■ **Short exercise**
Rewrite the data below, beginning at the line that has "Highlight blue ocean water in this picture." and stopping after the line that has "[0,34,610,404]". Keep the wording lines as they are, but multiply every box coordinate by 1.15 and round to whole numbers, with halves rounding up.

>> START Recorded data

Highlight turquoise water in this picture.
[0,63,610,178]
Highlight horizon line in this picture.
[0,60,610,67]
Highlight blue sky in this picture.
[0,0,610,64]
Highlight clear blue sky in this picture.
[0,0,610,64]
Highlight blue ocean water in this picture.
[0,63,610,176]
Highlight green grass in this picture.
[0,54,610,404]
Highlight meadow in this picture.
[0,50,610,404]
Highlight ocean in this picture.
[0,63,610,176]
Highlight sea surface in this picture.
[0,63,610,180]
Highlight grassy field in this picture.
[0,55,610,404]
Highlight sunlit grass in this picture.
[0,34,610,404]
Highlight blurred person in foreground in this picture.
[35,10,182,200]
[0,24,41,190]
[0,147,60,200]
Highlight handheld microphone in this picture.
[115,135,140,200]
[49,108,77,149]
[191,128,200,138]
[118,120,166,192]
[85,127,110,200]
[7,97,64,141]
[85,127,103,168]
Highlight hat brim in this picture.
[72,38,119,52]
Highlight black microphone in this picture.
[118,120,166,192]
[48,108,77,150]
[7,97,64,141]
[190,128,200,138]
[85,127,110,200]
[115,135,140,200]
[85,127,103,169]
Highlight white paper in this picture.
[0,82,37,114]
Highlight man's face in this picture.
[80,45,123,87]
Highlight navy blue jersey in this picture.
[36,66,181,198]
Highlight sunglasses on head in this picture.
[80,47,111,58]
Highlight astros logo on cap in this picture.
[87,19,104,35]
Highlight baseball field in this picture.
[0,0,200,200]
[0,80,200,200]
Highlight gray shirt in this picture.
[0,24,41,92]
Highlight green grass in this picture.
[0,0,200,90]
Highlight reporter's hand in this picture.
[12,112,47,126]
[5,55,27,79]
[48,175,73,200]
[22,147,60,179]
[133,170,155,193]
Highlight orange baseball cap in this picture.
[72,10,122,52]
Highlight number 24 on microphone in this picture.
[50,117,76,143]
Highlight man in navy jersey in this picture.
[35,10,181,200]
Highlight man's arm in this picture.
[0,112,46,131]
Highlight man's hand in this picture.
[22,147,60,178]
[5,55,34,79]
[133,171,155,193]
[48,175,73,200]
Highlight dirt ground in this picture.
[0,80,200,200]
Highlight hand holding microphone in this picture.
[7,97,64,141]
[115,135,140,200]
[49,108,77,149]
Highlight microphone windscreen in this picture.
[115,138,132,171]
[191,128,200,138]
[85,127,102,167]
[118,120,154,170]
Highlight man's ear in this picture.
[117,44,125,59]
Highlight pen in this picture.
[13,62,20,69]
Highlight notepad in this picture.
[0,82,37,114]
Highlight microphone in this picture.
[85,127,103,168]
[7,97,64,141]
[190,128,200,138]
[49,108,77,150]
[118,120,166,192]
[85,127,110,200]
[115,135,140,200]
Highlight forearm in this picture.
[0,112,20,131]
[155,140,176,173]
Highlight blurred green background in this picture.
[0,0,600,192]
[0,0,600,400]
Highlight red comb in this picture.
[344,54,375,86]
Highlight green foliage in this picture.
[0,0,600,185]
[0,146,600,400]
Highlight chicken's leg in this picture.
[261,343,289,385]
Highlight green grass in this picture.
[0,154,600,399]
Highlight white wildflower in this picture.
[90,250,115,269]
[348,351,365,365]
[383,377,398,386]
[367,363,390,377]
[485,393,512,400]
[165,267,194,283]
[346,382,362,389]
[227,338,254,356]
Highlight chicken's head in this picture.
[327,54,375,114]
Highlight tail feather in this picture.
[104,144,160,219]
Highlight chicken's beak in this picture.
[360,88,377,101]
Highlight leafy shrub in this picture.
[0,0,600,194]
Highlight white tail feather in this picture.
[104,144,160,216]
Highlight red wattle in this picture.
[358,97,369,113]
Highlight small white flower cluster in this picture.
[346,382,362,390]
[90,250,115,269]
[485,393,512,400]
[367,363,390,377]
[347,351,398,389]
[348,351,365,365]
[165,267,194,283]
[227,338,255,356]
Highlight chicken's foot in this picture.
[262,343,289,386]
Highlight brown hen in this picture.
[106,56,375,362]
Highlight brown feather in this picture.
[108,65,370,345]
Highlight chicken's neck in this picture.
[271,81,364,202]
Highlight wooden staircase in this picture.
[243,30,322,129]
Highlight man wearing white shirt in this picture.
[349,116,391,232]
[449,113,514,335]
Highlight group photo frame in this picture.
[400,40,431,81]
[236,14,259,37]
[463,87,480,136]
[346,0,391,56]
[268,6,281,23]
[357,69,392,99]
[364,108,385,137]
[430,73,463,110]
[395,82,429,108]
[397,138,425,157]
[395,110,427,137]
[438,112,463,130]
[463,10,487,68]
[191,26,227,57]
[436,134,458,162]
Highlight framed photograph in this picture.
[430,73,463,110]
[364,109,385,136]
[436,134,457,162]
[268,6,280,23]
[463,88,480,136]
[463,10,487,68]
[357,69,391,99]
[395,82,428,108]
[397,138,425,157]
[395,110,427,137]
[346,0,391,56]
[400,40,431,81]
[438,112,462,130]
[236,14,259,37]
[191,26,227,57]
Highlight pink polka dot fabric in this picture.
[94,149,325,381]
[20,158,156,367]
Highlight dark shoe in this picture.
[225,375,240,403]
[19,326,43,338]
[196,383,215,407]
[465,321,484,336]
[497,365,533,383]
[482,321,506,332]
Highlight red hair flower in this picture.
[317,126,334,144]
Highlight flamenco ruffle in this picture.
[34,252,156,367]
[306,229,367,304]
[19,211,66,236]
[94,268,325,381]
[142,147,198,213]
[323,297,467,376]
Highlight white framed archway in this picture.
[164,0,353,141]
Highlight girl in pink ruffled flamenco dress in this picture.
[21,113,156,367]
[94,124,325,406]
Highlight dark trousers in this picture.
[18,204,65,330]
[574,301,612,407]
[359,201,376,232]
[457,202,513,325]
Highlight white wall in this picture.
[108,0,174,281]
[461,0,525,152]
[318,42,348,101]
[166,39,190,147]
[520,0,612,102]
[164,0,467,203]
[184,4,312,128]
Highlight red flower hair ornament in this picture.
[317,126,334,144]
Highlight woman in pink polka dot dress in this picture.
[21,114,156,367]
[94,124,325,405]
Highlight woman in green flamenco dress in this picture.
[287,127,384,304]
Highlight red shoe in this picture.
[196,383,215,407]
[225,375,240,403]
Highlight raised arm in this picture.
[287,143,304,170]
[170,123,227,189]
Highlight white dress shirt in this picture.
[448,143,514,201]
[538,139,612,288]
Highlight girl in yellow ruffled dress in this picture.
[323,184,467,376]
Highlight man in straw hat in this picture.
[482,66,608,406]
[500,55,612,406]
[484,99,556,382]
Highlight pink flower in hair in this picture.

>> END Recorded data

■ **Result**
Highlight blue ocean water in this picture.
[0,72,702,202]
Highlight green grass in this picture.
[0,62,702,465]
Highlight meadow in this picture.
[0,58,702,465]
Highlight ocean in this picture.
[0,72,702,202]
Highlight sea surface in this picture.
[0,72,702,207]
Highlight grassy field in this picture.
[0,63,702,465]
Highlight sunlit grass in this picture.
[0,39,702,465]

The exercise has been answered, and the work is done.